▶ Task goal
Reproduce the following lines verbatim, with no alteration of any kind.
▼▼▼
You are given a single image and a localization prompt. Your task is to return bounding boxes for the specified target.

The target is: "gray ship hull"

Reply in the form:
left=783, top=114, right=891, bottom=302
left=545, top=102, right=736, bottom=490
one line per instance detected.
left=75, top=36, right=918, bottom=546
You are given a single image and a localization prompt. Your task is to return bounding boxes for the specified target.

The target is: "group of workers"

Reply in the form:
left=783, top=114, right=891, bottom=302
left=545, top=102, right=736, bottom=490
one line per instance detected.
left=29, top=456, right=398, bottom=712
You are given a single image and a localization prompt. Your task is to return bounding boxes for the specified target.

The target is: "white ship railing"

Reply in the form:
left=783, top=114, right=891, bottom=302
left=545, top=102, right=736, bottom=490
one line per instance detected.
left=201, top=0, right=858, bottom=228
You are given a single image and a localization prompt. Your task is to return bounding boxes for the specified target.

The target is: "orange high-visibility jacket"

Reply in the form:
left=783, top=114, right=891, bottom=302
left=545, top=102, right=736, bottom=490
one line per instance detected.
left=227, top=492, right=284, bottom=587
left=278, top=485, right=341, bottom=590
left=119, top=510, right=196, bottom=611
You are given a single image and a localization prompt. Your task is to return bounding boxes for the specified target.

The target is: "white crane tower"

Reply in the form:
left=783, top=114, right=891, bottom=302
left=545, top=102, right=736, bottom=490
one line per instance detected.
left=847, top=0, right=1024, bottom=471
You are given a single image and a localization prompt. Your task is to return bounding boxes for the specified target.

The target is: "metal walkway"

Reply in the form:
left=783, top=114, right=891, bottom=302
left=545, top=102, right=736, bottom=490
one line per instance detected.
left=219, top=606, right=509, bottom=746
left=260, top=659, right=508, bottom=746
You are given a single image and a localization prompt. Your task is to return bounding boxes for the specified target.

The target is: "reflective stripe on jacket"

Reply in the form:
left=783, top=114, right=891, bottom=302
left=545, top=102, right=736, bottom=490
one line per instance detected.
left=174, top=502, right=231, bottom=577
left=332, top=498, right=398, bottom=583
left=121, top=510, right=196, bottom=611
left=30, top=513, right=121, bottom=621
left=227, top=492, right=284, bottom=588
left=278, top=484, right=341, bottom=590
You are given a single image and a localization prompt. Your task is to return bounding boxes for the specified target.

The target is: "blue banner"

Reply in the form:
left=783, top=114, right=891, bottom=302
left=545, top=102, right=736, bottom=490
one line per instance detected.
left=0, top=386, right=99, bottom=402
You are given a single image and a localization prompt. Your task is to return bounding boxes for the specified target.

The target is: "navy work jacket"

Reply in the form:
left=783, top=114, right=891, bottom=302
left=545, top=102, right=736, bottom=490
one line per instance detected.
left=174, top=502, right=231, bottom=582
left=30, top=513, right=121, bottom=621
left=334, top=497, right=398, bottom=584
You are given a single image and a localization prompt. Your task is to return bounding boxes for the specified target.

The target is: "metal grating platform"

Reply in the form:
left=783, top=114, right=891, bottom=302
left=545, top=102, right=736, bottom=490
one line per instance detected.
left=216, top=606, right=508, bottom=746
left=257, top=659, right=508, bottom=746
▲▲▲
▶ Exercise result
You are given a single image and a localization prompt. Your task is to return bounding boxes for the specified target.

The target is: "gray ship hull"

Reply in the form:
left=783, top=114, right=891, bottom=302
left=545, top=102, right=736, bottom=490
one line per instance detected.
left=75, top=36, right=918, bottom=546
You are given a single image and a localization prompt. Your task is to return bounding boxes for the specified target.

The target is: "group of workers"

Reply in the form:
left=783, top=114, right=891, bottom=302
left=545, top=102, right=736, bottom=490
one line per instance detected.
left=29, top=456, right=398, bottom=712
You are given a single image and a localization prompt. Your task is to return bounding boxes for the specified target.

The target is: "white ship railing"

Reply in the form:
left=783, top=114, right=891, bottom=302
left=545, top=102, right=736, bottom=490
one line per instance detected.
left=201, top=0, right=858, bottom=228
You are given a single image and a localization prompt. Your task is to return bounding boxes for the specified target.

The target is: "orange high-visibility jacket"

Reply in the form:
left=783, top=114, right=891, bottom=302
left=545, top=102, right=736, bottom=490
one line per instance detected.
left=227, top=492, right=284, bottom=587
left=278, top=485, right=341, bottom=590
left=119, top=510, right=196, bottom=611
You are given a single image and a localization prompt. Your task is to return bounding boxes for the specified target.

The target is: "white crane tower"

Reply in the form:
left=783, top=114, right=891, bottom=302
left=545, top=102, right=736, bottom=490
one line per instance detected.
left=847, top=0, right=1024, bottom=471
You are given a single image and a localization prompt. Your task is to return bounding boxes for the specified target.

The target is: "metal walkway"

Reply in the form:
left=783, top=114, right=891, bottom=302
left=545, top=102, right=736, bottom=490
one line per instance detected.
left=219, top=606, right=509, bottom=746
left=260, top=659, right=508, bottom=746
You are given a single image and a localization prompt. Your task is to return bounding boxes for the specified target.

The target is: "reflective stripe on jacket"

Reply in the form:
left=783, top=114, right=891, bottom=302
left=545, top=102, right=736, bottom=490
one line per instance detected.
left=174, top=502, right=231, bottom=577
left=332, top=498, right=398, bottom=583
left=121, top=510, right=196, bottom=611
left=30, top=513, right=121, bottom=621
left=227, top=492, right=284, bottom=588
left=278, top=484, right=341, bottom=590
You are given a single image and a localization prompt. Your task is to return bounding boxes for the specified target.

The target is: "blue banner"

Reply in the form:
left=783, top=114, right=891, bottom=302
left=545, top=102, right=736, bottom=490
one line per instance detected.
left=0, top=386, right=99, bottom=402
You are given a single image and a localization prompt. Your task is to return bounding boxes for the specified target.

The target is: "navy work jacket"

Reply in the form:
left=783, top=114, right=891, bottom=302
left=545, top=102, right=736, bottom=490
one line per instance detected.
left=174, top=502, right=231, bottom=582
left=30, top=513, right=121, bottom=621
left=334, top=497, right=398, bottom=584
You are given a single image and a localization prompt. Your task is to return bounding boxes for the specified target.

The target is: "metal grating platform"

Reply in the form:
left=783, top=114, right=891, bottom=302
left=545, top=102, right=736, bottom=490
one line per instance detected.
left=216, top=606, right=508, bottom=746
left=257, top=659, right=508, bottom=746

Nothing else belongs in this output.